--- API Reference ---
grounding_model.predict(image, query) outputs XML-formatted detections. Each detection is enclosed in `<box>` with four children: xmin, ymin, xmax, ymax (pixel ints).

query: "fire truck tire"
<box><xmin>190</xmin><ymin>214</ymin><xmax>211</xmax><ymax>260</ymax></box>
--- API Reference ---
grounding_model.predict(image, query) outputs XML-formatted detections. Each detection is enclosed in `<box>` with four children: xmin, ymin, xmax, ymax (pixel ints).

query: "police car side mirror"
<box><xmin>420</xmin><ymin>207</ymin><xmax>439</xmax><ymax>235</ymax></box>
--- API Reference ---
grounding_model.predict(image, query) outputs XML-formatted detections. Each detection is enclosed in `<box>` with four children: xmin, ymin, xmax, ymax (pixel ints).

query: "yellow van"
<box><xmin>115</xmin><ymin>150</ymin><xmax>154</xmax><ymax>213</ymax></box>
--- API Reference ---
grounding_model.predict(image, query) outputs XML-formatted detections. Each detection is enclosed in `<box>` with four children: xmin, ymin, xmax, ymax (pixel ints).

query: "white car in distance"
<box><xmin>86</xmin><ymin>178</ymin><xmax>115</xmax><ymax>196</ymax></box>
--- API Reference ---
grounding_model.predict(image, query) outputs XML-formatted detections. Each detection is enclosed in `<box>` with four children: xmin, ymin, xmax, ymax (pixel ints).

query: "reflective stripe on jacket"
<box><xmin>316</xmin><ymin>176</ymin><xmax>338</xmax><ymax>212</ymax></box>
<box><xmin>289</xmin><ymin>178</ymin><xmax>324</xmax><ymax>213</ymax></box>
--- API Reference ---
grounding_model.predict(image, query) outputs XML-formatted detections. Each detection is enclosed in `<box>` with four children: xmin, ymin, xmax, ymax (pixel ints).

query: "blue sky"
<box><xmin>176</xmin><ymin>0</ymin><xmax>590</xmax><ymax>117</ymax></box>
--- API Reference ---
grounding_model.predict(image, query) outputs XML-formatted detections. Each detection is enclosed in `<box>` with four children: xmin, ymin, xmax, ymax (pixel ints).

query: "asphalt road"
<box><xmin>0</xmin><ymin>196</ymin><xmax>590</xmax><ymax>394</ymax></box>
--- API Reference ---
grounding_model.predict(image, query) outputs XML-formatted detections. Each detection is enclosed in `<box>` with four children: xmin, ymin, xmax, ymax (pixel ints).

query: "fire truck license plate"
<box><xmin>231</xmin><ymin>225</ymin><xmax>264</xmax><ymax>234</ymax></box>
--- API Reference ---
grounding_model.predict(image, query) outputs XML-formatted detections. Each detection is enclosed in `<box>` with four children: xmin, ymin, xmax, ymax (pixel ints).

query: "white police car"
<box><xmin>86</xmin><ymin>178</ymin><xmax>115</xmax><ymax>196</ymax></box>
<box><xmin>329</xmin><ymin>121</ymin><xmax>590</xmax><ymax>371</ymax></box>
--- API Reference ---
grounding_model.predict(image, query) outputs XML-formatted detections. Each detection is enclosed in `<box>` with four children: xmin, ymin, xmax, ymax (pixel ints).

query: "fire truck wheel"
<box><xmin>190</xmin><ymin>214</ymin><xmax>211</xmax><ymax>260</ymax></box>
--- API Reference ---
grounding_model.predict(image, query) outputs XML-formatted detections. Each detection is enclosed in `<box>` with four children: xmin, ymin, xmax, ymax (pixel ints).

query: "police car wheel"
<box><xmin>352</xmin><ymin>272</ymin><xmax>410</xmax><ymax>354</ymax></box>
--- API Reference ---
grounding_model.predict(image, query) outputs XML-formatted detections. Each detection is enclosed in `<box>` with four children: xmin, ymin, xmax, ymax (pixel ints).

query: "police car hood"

* [To do] Count the lines in the material above that contain the word "police" and reply with only that number.

* [Finished task] 4